::: Available records :::

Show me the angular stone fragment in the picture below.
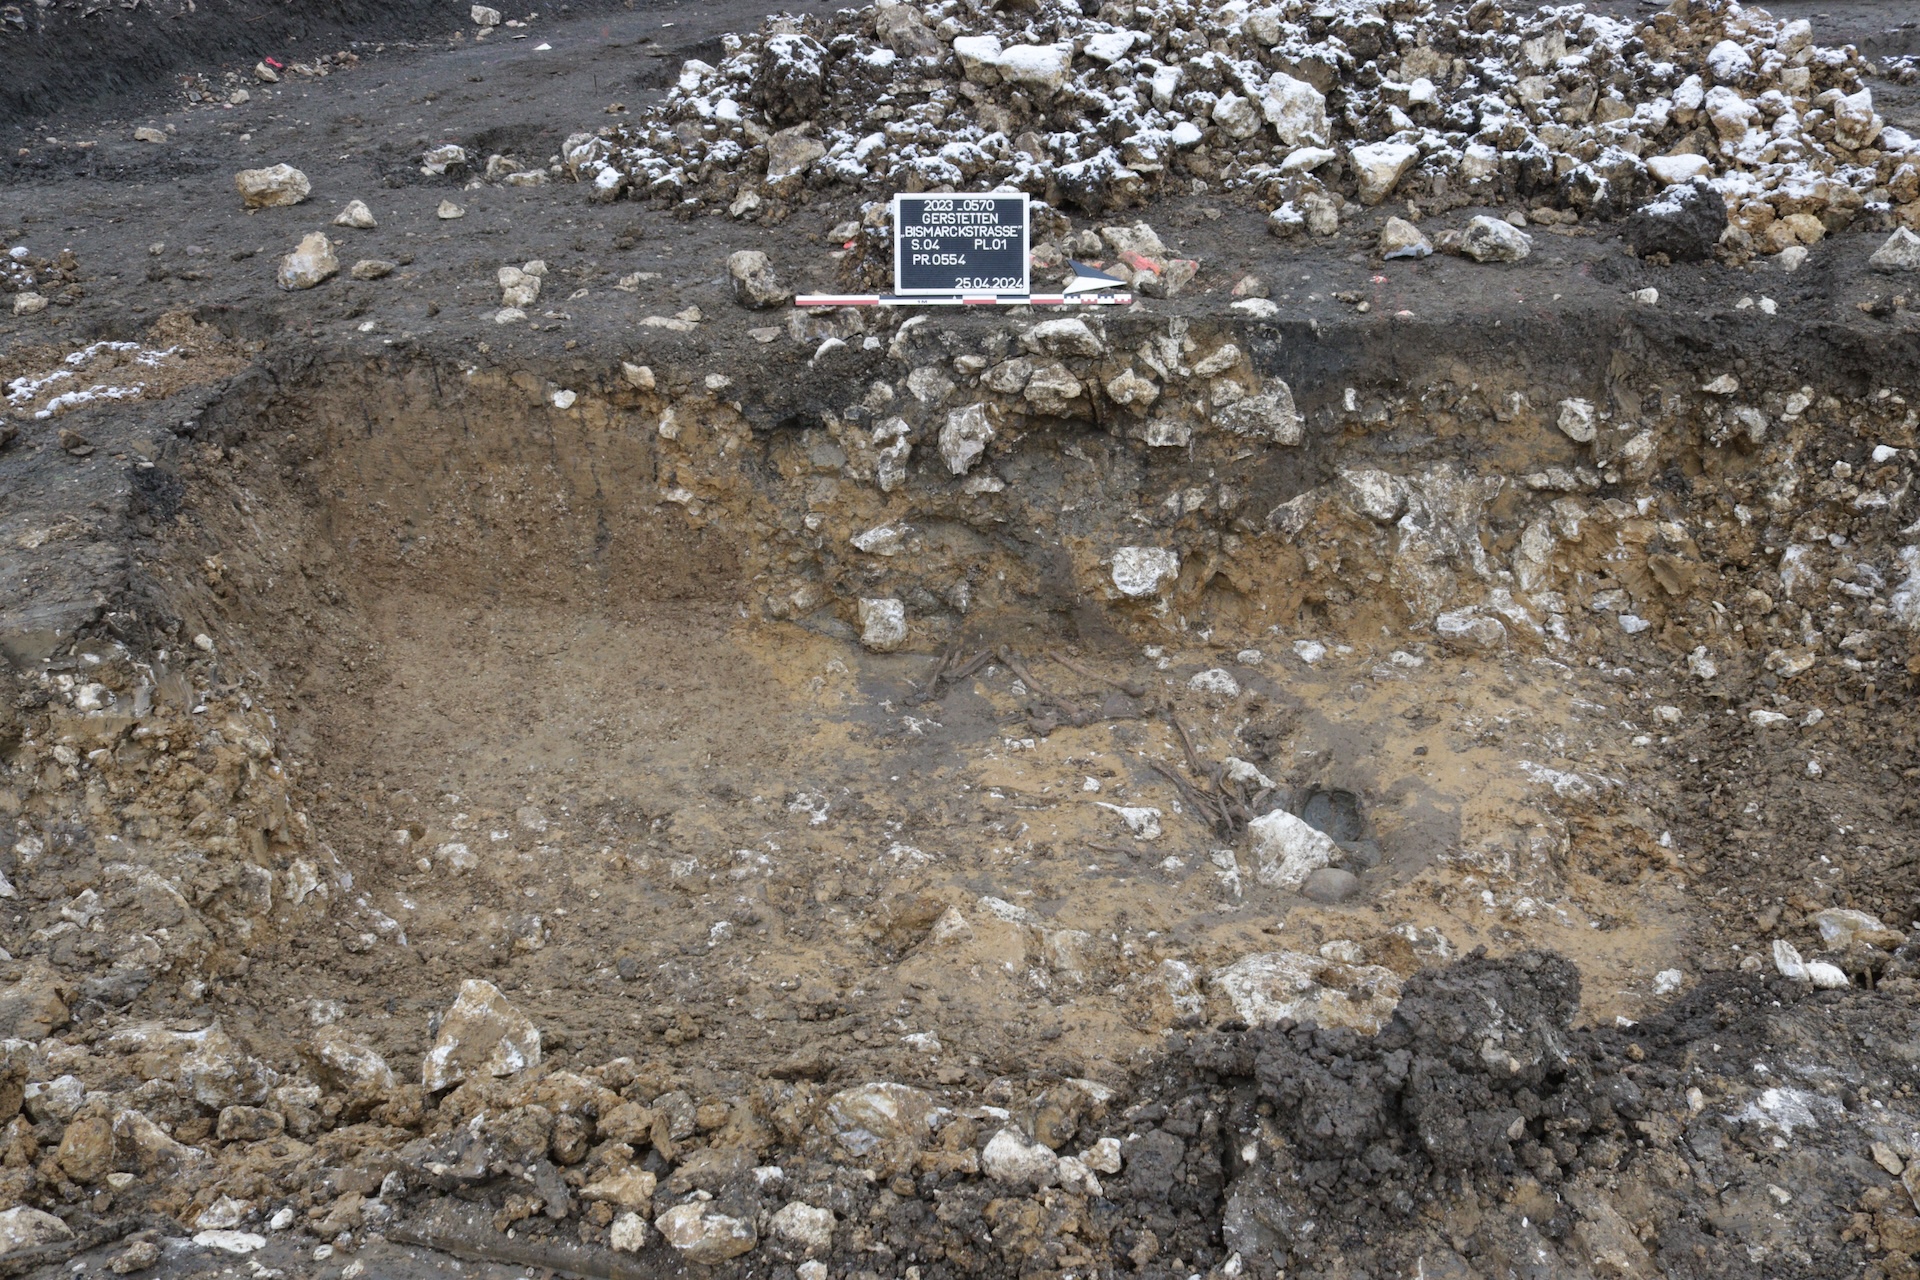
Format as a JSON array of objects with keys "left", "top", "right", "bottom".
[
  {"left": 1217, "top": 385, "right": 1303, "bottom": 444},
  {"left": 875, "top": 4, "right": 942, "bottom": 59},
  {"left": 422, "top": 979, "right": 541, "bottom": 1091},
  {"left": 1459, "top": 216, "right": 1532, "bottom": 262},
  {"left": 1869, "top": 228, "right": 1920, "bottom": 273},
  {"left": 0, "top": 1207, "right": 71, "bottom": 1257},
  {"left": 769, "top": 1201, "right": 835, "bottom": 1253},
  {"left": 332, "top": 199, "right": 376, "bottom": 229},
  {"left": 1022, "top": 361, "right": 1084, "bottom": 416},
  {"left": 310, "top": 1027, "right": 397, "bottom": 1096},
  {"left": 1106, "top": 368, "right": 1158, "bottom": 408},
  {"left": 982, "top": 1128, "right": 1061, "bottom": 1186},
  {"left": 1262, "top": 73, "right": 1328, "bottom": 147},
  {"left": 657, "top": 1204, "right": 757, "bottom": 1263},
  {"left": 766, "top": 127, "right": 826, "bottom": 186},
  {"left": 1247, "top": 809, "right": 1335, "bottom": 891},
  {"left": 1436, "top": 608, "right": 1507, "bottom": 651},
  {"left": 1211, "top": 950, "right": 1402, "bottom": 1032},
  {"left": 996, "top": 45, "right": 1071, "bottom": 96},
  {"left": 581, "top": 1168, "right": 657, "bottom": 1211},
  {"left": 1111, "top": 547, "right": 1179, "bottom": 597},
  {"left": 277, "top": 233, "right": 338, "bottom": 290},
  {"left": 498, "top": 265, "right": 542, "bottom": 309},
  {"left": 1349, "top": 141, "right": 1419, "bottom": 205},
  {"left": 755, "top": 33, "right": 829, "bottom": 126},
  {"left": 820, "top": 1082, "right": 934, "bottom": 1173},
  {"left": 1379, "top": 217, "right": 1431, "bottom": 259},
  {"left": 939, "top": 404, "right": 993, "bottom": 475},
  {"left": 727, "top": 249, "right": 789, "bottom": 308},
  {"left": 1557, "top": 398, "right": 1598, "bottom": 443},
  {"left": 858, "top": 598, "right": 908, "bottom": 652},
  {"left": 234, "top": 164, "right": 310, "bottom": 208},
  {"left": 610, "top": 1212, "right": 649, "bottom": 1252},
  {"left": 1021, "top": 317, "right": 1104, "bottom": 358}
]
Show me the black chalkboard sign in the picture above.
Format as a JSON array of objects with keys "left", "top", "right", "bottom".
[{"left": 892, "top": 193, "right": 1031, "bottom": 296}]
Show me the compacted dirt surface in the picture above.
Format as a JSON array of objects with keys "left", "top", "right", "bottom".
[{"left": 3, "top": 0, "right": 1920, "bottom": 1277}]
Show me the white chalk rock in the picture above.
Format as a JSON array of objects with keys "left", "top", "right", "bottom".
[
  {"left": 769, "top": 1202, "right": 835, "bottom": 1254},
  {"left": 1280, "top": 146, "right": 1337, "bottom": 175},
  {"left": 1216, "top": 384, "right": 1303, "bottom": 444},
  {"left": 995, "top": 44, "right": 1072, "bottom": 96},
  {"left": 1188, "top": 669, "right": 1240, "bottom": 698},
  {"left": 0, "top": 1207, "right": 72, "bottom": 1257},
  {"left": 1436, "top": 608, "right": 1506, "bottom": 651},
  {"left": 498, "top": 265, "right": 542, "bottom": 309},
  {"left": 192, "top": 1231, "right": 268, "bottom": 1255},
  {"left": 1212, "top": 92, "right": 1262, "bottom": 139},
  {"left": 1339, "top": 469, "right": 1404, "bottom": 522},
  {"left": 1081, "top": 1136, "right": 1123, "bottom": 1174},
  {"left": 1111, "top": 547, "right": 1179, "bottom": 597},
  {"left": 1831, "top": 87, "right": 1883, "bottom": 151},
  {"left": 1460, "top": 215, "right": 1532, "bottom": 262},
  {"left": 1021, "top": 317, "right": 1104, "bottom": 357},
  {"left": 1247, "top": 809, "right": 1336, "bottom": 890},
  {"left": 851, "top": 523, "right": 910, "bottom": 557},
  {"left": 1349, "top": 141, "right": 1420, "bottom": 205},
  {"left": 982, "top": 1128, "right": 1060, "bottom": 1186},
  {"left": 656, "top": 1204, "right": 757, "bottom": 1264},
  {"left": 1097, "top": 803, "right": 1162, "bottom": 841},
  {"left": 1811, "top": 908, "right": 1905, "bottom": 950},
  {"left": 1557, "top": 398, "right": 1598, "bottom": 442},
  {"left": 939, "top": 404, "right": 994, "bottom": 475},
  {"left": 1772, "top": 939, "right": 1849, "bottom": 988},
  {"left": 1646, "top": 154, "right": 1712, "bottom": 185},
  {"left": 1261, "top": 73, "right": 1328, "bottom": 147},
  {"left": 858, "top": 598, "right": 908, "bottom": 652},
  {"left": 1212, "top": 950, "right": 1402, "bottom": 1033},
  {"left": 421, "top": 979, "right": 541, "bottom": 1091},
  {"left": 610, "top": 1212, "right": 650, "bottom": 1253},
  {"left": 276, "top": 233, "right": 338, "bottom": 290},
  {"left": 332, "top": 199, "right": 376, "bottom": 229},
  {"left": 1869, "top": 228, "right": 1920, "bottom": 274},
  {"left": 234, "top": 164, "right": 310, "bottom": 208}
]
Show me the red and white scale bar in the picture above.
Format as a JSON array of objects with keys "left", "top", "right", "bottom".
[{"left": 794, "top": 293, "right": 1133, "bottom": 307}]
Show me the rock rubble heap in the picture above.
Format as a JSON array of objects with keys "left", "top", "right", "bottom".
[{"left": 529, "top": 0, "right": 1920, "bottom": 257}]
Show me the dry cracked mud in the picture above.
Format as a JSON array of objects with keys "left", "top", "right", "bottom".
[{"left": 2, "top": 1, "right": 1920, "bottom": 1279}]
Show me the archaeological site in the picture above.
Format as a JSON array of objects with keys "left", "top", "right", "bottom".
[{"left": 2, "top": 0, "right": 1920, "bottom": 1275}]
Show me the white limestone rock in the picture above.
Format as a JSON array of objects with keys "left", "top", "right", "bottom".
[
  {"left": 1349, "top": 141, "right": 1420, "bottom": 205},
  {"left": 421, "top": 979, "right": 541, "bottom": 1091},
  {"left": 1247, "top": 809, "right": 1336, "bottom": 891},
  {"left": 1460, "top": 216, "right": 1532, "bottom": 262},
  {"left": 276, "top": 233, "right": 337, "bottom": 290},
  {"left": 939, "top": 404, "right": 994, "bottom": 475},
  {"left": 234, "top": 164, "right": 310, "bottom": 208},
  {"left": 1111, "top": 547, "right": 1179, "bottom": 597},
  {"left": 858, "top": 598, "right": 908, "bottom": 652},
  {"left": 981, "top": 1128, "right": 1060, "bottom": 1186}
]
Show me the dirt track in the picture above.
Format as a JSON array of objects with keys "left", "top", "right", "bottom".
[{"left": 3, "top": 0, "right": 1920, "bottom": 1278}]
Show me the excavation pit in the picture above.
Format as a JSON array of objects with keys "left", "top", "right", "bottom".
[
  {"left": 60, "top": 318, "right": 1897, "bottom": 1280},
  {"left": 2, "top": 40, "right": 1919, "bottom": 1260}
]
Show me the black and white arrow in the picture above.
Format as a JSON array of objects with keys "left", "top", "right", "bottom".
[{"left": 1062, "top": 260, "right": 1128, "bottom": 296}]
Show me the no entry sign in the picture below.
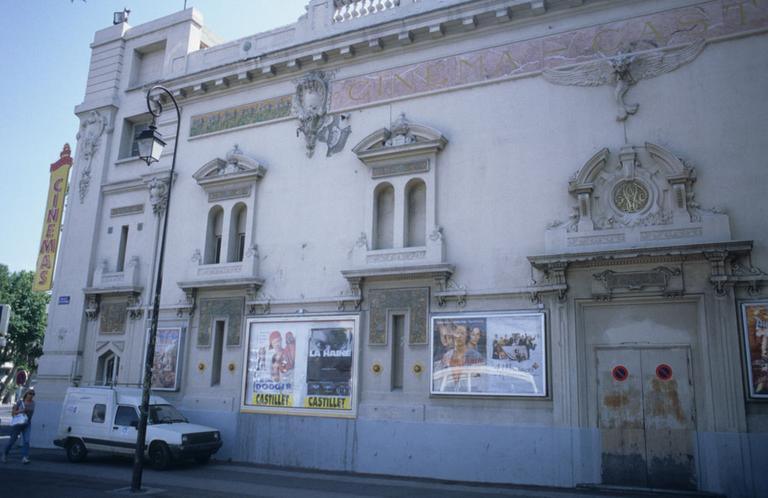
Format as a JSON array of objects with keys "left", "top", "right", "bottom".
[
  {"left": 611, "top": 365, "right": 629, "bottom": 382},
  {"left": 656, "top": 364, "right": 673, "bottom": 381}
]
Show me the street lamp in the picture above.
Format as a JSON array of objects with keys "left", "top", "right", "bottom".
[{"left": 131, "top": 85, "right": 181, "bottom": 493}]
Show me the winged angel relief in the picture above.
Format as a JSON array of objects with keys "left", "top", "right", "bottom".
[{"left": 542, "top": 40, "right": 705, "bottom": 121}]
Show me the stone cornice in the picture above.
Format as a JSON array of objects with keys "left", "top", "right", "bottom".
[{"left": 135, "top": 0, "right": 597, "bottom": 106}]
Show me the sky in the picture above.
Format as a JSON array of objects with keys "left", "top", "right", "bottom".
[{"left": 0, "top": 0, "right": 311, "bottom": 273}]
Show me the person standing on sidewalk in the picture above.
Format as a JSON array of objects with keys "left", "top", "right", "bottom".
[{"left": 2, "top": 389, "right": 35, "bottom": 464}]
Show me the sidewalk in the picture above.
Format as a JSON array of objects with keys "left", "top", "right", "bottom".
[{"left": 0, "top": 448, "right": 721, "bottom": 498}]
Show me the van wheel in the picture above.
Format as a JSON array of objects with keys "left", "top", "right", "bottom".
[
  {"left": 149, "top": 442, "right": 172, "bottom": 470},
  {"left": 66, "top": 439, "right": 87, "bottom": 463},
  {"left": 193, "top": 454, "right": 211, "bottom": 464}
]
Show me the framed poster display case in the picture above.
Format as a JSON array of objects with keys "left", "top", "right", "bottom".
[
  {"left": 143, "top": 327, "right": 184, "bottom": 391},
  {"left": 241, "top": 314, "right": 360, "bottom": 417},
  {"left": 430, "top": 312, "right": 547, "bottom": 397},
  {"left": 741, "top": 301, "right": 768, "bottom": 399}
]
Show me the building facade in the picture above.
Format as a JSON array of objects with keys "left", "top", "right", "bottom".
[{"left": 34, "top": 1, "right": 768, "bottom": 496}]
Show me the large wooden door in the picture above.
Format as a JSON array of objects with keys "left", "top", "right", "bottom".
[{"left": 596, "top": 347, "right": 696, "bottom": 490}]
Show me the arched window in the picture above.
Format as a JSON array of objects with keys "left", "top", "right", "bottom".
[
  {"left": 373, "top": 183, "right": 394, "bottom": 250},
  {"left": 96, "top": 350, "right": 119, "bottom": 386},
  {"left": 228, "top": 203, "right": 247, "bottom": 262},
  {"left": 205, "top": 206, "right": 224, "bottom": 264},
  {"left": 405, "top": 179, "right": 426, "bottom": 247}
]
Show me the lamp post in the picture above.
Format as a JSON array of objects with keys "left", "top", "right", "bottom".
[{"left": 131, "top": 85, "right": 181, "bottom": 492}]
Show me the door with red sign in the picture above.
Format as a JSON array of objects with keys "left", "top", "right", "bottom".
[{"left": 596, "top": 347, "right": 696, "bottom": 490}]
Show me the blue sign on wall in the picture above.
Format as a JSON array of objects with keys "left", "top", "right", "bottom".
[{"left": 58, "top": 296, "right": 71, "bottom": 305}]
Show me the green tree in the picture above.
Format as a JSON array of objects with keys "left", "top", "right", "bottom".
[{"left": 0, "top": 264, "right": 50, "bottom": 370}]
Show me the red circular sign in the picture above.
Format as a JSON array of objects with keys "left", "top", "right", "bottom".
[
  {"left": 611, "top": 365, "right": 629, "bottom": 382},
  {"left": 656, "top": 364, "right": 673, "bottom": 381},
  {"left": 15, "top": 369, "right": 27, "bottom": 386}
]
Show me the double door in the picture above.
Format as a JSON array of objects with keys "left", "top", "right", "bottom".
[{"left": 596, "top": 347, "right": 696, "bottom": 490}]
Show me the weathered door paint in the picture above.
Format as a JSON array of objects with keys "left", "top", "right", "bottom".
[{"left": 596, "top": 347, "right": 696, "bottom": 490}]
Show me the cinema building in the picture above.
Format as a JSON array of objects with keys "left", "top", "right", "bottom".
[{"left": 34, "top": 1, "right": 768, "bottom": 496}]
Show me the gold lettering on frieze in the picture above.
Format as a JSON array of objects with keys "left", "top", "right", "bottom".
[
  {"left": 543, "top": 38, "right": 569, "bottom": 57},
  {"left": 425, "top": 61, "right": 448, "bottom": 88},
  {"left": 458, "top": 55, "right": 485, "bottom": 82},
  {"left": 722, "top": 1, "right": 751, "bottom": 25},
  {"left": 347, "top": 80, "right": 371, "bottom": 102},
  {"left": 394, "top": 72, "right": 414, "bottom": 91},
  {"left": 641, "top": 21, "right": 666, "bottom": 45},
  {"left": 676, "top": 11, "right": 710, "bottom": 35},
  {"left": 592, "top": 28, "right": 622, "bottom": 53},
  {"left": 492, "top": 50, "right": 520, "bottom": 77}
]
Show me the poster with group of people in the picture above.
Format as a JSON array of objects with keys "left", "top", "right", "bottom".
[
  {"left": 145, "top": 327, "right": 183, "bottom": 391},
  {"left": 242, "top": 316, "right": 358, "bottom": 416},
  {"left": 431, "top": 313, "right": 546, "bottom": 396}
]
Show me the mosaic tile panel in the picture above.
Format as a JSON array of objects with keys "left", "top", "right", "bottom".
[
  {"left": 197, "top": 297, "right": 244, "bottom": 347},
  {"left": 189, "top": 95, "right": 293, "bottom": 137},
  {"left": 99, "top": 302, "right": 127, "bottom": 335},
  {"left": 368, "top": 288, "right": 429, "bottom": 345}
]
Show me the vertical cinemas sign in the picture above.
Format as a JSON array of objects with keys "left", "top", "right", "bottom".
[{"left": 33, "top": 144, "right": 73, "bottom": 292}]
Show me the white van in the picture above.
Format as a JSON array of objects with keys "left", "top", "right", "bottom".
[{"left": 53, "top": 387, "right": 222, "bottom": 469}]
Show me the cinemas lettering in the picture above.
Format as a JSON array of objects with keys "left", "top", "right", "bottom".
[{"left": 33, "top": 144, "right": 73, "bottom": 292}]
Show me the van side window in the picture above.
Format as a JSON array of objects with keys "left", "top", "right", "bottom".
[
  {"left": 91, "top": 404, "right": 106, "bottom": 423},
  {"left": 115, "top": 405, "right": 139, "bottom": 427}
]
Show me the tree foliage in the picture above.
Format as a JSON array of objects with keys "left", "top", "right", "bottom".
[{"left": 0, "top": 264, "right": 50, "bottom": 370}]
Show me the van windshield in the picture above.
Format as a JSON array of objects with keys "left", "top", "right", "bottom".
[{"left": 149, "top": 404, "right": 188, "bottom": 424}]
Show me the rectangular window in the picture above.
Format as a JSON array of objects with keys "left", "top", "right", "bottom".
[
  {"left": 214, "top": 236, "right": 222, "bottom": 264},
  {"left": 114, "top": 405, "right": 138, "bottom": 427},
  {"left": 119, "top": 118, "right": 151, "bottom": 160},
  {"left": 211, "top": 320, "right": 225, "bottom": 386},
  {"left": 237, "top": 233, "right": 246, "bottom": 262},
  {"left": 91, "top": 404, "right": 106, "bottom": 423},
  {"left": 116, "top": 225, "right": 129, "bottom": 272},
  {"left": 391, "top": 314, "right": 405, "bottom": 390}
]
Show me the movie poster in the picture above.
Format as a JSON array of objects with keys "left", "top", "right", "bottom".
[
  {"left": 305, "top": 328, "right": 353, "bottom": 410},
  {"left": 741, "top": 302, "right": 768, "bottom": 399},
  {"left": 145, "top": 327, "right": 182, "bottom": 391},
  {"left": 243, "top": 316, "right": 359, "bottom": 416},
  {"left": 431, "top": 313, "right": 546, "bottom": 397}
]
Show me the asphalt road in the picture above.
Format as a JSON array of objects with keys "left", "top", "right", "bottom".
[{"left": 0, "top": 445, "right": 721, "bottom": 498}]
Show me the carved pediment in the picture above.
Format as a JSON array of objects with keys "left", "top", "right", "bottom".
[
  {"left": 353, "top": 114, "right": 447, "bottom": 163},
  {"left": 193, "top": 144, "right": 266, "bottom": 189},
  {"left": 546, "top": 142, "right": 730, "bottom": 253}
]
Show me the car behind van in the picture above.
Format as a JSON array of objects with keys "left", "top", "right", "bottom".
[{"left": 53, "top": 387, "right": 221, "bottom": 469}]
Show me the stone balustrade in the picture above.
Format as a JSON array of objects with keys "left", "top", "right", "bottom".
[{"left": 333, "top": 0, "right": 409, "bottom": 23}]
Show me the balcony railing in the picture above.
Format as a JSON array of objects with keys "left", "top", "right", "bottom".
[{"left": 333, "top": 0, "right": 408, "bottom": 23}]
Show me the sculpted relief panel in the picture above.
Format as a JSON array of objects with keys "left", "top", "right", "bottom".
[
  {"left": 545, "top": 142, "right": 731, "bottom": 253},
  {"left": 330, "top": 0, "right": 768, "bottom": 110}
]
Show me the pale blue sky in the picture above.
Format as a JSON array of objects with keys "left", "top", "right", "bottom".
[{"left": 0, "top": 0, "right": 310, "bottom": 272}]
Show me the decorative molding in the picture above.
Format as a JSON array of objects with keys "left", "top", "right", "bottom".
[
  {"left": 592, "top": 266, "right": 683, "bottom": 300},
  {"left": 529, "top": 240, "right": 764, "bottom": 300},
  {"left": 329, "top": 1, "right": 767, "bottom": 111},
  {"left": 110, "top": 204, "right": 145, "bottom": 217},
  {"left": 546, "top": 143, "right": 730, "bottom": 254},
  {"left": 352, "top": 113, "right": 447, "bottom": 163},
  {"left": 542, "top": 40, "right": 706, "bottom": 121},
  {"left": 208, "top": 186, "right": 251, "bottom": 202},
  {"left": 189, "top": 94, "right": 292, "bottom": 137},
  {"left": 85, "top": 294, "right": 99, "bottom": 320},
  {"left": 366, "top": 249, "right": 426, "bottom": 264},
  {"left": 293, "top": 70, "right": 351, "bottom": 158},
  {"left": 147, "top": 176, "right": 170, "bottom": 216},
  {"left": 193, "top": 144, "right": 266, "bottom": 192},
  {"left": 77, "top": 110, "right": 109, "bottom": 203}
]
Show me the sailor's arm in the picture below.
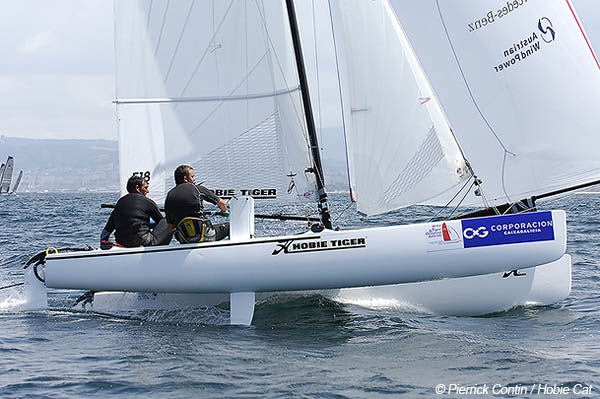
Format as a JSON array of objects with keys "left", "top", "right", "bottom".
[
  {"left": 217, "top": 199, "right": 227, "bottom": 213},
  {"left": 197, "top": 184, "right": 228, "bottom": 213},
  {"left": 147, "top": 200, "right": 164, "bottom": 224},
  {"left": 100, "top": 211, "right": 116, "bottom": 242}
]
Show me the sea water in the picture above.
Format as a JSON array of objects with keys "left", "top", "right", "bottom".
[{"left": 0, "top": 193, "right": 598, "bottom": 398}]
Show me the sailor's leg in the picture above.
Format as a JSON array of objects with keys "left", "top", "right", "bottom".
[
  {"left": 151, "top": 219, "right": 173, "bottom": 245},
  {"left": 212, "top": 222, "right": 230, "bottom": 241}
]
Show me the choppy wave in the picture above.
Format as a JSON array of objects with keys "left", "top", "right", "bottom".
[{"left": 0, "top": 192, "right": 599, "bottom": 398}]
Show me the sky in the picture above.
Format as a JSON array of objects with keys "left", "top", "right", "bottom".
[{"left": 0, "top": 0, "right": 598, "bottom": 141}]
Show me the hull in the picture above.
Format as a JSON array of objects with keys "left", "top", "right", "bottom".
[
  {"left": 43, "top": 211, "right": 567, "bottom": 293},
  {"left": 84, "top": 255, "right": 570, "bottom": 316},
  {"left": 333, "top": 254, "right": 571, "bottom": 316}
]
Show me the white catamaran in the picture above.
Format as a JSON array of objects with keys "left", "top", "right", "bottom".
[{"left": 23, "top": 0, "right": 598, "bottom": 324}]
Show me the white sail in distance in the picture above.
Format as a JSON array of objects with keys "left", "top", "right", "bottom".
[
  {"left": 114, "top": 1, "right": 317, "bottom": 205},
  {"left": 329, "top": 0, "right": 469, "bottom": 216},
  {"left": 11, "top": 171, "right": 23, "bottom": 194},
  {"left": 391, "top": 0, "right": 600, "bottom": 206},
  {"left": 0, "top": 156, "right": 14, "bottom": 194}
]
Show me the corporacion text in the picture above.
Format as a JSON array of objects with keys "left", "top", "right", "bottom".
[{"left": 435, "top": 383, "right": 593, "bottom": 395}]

:::

Prompt: Your answer should be only the number of lines, in the entries above, that include "black".

The completed task: 2